Problem to work on
Transcribe the records in full, keeping every character as it is.

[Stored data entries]
*** Begin section ***
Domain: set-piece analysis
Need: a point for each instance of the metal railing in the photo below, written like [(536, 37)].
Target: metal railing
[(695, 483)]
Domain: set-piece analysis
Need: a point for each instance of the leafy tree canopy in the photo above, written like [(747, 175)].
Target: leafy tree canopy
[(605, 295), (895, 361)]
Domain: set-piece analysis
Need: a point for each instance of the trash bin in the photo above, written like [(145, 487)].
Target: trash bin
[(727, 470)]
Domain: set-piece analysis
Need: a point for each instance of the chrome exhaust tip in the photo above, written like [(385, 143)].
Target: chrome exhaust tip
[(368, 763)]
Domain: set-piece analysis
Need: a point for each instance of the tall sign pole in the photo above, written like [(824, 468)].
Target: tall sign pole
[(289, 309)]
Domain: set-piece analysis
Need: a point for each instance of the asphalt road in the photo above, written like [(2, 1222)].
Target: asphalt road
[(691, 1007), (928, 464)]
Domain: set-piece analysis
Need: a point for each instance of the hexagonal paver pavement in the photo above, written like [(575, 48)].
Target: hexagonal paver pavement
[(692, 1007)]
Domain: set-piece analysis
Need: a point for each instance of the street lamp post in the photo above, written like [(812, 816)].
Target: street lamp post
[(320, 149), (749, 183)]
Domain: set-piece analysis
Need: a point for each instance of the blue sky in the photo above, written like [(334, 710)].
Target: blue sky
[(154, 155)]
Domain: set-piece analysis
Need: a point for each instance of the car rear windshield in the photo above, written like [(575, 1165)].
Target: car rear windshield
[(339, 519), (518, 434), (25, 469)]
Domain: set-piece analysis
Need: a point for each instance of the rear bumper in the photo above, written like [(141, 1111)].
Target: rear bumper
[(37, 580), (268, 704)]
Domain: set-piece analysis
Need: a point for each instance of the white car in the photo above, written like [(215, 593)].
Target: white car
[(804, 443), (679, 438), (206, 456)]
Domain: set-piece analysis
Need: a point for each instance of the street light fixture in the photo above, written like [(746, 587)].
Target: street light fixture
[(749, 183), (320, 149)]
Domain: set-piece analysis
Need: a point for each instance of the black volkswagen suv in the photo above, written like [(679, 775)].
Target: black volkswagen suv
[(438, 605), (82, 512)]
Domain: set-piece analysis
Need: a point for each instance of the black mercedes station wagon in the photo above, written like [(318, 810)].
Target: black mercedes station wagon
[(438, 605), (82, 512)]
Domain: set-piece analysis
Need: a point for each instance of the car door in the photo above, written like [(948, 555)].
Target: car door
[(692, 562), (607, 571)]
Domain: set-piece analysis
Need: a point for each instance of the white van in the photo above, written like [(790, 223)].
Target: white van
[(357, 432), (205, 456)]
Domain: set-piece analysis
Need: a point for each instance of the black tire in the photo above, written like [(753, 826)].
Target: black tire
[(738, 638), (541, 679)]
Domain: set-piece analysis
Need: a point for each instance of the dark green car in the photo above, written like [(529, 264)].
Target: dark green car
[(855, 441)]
*** End section ***
Solution to this task
Domain: set-piece analysis
Need: a point for each instance of the metal railing in the photo below, written like [(536, 37)].
Target: metal railing
[(695, 483)]
Domain: set-piece analysis
Need: a point for each instance of the leafy tree canopy in the photo above, written like [(747, 175)].
Target: leafy tree canopy
[(605, 295), (895, 361)]
Domain: set-piece analysis
Need: a point for each instance of the trash bin in the photo above, written like [(145, 487)].
Target: trash bin
[(727, 470)]
Domain: set-piece analysis
Need: a point for each instance of the chrome exhaust tip in the photo above, written like [(385, 143)].
Target: chrome exhaust tip
[(368, 763)]
Domain: set-piece analysis
Need: a point for each instance of the tall sign pole in the photo above, written like [(824, 468)].
Target: tall sign pole
[(289, 309)]
Domain: set-piece analysis
Need: a point for each instance of the asphalt road in the photo above, written like [(2, 1222)].
Target: asphalt road
[(691, 1007), (928, 464)]
Domain: set-piece analysis
Need: a point for each instance of the hexagonal paver pavement in the photo above, written like [(575, 48)].
Target: hexagonal paver pavement
[(692, 1007)]
Domain: set-piece analysis
Need: a point for each instance of the street lamp post in the photo above, written like [(812, 816)].
Target: street lamp post
[(320, 149), (749, 183)]
Domain: set-piece analysis
Need: a point for each instance of the blue sky in the photo above, written like [(334, 710)].
Target: blue sky
[(154, 155)]
Domain: set-piece analysis
Need: a point for each instance of the car rear windshield in the photo above, written like [(575, 1165)].
Target: car rear windshield
[(339, 519), (518, 434), (25, 469)]
Domain: set-piece analysis
Need: a point for each instance of the rear bumper in the photo above, written like [(141, 1111)].
Target: rear bumper
[(37, 580), (268, 704)]
Domain: set-piece analysis
Need: a point for each instance of the white car in the photo above, written like [(215, 593)].
Target: white car
[(804, 443), (679, 438), (206, 456)]
Domain: set-piece analysis
Need: a point for each instance of the street light fixture in the photo above, written like [(746, 587)].
Target: street light fixture
[(749, 183), (320, 149)]
Domain: set-piece analysis
Need: a point for each instance of the black volkswagen suv in the photo above, written like [(679, 775)].
Target: black volkswagen suv
[(438, 605), (82, 512)]
Domain: set-piece analysis
Need: a point for each instance of the black mercedes station wagon in the photo above, written like [(318, 810)].
Target: black mercedes station wagon
[(438, 605), (82, 512)]
Domain: set-piece analysis
Need: a point for each instance of the car door in the photo above, written like [(948, 555)].
Target: car door
[(692, 562), (607, 571)]
Domain: set-piece analysis
Need: a point for each instance of the white van in the photo above, written like [(790, 223)].
Target: white van
[(357, 432), (205, 456)]
Domain: set-piece analysis
Need: a point for each instance of the black tire in the photo above, written like [(753, 826)].
Target: black tire
[(738, 638), (541, 679)]
Domain: set-piece analysis
Need: a point for each instance of the dark green car in the photo above, written like [(529, 264)].
Target: dark green car
[(855, 441)]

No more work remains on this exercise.